◆ **ABOUT THIS EXERCISE**
In the page excerpt on the U.S.–Philippines trade statement, explain whose guidelines the cold chain collaboration will take into account and what that body is said to exist for. Answer in one to three sentences.

◆ **PAGE EXCERPT**
====
Among the two countries’ agreements is to collaborate on the development of cold chain requirements and best practices in the Philippines, taking into account international guidelines and codes of practice regarding food hygiene set forth by the Codex Alimentarius Commission, an intergovernmental body with more than 180 members established through the United Nations with a stated purpose to protect consumer health and ensure fair food trade practices.
The U.S. will make “best efforts,” subject to availability of resources, to technically assist the Philippines’ efforts to enhance cold chain development and management, the joint statement says.
“The United States welcomes the Philippines’ efforts to ensure the WTO-consistent valuation of agricultural imports for duty collection purposes, including the enforcement of laws, regulations and policies prohibiting the use of reference pricing,” the announcement states.
USTR noted the Philippines is ensuring transparency, due process and fairness in laws, regulations and practices providing for the protection of geographical indications (GIs), including by respecting prior trademark rights and not restricting the use of common names.
Further, the Philippines confirmed to the U.S. that it won’t provide automatic GI protection, including to terms exchanged as part of a trade agreement, the statement says.
The Philippines also welcomed U.S. progress on several agricultural issues related to market access for mangoes, young green coconuts and carrageenan and on the 2017 expansion of the Generalized System of Preferences to include travel goods.
The U.S. and Philippines also agreed to continued discussions on Philippine efforts in seeking relief from U.S. Section 201 global safeguard tariffs on solar cells and Section 232 tariffs on steel and aluminum, the joint statement says.
====
◆ **RECORDS PROVIDED**
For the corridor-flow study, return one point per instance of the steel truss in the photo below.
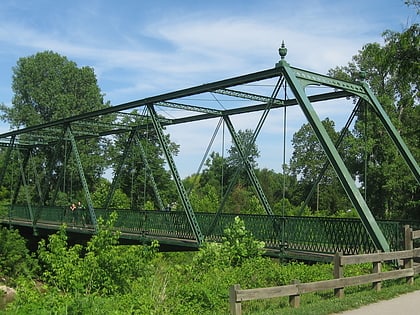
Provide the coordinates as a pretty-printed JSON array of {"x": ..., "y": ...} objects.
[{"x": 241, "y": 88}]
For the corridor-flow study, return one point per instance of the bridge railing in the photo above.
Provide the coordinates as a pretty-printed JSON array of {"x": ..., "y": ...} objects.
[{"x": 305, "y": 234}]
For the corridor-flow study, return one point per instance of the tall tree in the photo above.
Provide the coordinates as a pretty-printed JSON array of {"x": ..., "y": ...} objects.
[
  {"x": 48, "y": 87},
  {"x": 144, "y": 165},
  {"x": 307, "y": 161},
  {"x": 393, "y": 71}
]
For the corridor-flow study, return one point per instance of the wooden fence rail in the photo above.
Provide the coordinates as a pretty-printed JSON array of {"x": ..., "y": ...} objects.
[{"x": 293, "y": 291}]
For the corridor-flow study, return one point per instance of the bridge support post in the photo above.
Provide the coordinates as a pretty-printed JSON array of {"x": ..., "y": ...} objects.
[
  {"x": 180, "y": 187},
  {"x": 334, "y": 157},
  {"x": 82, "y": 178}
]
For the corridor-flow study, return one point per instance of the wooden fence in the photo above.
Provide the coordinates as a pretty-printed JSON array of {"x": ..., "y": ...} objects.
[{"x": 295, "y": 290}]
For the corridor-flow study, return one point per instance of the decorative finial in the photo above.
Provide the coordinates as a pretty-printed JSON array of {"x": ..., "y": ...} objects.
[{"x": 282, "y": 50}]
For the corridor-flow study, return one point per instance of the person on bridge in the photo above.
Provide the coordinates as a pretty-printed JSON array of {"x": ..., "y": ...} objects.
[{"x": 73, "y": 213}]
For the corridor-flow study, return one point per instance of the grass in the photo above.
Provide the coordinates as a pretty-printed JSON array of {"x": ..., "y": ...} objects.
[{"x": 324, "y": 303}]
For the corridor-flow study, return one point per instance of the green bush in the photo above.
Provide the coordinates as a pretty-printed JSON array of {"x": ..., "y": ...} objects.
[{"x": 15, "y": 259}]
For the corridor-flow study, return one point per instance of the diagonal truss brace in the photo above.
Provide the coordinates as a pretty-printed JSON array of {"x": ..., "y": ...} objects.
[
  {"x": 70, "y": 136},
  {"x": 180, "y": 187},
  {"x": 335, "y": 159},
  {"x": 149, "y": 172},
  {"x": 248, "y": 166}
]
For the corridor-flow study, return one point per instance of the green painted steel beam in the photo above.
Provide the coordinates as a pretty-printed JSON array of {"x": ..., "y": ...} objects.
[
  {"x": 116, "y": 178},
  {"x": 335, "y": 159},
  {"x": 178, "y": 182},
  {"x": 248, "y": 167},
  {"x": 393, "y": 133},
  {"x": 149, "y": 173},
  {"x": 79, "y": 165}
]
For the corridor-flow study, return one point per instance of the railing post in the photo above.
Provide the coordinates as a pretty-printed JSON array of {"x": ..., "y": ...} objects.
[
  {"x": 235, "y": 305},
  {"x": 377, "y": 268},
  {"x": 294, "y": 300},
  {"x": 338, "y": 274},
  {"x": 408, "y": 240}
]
====
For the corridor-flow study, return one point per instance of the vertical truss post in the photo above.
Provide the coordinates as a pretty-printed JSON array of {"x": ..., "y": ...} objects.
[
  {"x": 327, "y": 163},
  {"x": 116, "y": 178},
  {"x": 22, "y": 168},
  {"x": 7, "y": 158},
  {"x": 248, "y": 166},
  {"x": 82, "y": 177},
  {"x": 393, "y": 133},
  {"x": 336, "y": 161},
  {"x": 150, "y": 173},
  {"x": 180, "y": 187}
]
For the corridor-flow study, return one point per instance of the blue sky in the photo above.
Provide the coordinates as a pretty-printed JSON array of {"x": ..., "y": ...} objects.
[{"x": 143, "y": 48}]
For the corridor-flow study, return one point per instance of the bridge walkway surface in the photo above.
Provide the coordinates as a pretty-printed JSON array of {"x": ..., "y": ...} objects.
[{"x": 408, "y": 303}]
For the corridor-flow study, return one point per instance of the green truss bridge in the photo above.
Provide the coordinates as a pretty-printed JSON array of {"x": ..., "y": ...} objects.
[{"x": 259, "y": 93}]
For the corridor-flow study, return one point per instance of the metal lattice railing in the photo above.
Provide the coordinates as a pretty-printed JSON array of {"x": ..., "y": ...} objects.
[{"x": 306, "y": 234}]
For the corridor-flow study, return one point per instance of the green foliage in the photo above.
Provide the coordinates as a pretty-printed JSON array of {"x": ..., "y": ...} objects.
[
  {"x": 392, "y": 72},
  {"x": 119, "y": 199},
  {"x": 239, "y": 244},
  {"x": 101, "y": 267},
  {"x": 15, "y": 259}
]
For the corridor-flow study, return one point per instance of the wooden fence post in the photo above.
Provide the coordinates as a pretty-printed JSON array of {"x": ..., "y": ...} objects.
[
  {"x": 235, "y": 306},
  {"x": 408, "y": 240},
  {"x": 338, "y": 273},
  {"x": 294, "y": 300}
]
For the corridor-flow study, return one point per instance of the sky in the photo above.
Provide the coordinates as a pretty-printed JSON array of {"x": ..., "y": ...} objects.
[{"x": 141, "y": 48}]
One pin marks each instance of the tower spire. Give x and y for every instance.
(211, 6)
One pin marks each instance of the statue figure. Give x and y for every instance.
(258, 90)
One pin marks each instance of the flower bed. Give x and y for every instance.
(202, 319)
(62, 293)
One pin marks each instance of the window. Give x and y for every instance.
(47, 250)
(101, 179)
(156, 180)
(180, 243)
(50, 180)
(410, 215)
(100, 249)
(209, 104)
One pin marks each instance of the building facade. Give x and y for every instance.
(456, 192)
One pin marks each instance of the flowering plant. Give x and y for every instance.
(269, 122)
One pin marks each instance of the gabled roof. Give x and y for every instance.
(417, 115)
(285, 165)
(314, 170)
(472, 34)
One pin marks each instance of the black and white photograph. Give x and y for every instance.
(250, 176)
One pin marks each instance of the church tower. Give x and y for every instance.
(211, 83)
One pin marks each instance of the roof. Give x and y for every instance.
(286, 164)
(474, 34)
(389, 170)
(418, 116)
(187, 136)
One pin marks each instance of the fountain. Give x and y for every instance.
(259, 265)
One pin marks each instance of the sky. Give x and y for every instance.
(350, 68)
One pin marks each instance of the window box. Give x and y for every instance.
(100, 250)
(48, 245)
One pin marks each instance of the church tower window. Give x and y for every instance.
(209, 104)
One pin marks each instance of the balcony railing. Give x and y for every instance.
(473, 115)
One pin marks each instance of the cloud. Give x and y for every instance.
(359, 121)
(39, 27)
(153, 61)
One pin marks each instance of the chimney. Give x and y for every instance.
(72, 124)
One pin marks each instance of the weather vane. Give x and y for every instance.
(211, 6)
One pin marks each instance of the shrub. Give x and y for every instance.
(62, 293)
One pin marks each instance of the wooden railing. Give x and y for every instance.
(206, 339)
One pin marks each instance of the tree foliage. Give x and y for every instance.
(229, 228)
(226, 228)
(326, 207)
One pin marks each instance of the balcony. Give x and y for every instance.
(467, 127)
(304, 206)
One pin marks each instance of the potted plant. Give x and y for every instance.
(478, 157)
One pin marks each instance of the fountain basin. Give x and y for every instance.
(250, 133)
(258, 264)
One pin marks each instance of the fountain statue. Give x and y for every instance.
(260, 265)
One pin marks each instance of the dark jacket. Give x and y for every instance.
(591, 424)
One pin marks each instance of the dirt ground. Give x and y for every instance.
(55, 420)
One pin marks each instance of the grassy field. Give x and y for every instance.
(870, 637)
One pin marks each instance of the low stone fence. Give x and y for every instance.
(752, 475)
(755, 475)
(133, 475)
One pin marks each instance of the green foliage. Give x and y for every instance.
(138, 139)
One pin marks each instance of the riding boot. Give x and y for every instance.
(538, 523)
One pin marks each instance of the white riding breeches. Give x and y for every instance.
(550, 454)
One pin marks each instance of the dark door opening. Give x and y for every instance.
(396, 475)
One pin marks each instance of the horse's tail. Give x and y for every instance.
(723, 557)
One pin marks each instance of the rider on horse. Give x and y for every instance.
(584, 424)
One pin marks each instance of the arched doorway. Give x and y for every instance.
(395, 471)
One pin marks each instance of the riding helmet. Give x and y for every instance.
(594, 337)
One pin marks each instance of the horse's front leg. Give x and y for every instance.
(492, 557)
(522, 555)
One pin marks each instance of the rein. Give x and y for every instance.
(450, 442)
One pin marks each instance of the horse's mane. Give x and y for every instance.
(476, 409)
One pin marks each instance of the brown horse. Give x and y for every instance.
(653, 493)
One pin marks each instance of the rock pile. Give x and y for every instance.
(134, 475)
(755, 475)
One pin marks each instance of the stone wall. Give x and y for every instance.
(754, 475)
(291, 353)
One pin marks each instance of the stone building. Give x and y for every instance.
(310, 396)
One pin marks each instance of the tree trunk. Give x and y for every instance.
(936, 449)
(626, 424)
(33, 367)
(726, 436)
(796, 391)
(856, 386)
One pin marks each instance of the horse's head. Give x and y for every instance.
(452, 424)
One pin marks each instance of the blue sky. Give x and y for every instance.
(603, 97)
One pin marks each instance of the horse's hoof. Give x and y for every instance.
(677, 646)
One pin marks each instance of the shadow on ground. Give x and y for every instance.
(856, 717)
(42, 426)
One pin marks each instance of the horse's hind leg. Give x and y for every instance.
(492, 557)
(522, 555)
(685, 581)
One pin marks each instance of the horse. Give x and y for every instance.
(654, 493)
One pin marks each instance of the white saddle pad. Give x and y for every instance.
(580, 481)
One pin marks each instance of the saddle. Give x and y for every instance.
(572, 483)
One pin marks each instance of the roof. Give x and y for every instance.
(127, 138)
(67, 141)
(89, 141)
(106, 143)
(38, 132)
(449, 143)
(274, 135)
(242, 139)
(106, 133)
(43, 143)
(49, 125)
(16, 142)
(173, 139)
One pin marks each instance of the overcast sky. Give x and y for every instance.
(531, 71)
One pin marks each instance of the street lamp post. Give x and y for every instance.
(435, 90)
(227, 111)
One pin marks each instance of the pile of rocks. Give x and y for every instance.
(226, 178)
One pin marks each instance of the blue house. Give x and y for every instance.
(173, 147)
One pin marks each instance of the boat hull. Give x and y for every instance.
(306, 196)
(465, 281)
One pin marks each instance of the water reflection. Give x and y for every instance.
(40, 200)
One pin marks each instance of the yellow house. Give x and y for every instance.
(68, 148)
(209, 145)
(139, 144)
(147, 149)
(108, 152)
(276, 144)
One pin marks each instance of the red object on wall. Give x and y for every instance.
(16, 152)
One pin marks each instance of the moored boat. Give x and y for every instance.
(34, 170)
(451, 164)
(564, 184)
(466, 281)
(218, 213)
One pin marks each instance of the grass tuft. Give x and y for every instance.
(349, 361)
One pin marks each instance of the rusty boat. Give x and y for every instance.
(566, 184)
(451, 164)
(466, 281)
====
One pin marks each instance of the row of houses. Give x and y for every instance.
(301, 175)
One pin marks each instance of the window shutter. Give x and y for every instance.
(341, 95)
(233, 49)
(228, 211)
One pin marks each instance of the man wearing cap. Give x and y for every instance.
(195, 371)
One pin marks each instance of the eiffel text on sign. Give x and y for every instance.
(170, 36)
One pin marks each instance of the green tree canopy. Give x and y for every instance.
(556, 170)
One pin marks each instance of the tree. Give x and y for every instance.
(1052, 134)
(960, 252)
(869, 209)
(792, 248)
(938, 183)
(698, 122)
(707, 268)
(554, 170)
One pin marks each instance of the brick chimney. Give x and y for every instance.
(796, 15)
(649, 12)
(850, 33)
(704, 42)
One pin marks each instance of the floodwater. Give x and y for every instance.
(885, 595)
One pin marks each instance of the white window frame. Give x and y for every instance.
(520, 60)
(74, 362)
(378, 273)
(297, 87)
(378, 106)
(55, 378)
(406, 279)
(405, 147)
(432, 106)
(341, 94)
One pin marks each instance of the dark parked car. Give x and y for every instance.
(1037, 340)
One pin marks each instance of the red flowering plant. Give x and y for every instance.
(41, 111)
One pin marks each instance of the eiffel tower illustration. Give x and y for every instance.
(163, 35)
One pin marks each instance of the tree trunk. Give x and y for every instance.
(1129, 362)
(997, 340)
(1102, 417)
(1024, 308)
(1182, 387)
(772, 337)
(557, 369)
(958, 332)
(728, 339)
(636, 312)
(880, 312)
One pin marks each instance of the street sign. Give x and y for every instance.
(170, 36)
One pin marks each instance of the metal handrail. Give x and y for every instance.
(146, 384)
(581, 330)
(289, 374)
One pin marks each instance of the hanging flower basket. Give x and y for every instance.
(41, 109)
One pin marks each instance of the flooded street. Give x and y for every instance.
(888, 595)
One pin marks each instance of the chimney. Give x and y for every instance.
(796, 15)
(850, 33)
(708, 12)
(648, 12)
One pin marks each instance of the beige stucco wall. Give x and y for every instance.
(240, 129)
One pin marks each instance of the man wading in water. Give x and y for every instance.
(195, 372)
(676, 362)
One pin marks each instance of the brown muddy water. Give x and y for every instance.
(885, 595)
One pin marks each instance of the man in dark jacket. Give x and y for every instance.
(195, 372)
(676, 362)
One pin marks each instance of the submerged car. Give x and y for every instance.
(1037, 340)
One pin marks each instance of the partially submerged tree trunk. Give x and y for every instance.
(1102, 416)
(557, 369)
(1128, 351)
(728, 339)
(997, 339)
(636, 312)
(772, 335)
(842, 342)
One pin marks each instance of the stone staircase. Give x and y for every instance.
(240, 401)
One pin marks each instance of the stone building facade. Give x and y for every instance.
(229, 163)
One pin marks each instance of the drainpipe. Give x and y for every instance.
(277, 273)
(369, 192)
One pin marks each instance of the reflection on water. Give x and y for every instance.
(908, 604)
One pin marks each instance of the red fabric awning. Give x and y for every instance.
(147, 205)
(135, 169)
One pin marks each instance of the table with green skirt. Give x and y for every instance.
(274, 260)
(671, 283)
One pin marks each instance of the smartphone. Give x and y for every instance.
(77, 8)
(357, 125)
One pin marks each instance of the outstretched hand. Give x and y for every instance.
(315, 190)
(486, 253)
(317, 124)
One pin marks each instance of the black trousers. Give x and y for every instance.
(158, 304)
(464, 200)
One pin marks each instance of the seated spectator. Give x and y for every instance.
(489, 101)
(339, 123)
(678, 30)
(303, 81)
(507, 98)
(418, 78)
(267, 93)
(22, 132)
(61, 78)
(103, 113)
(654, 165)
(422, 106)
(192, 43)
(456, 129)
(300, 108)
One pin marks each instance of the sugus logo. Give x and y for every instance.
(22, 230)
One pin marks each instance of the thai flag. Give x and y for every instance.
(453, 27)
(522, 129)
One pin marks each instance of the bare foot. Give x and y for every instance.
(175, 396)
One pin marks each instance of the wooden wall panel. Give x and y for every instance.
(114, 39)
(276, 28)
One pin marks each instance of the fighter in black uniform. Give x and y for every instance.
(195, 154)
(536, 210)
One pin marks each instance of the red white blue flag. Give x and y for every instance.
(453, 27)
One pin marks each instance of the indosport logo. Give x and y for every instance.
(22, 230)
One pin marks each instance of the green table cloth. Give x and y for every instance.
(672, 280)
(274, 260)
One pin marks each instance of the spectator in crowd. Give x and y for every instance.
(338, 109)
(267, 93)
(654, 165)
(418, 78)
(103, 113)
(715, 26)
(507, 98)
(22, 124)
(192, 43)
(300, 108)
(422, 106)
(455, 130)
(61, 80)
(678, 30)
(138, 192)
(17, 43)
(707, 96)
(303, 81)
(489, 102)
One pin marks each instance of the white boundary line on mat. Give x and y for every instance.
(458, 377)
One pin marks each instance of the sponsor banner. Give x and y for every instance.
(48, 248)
====
◆ **WRITTEN ANSWER**
The collaboration on cold chain requirements and best practices will take into account the food hygiene guidelines and codes of practice of the Codex Alimentarius Commission. This intergovernmental body has more than 180 members and was established through the United Nations. Its stated purpose is to protect consumer health and ensure fair food trade practices.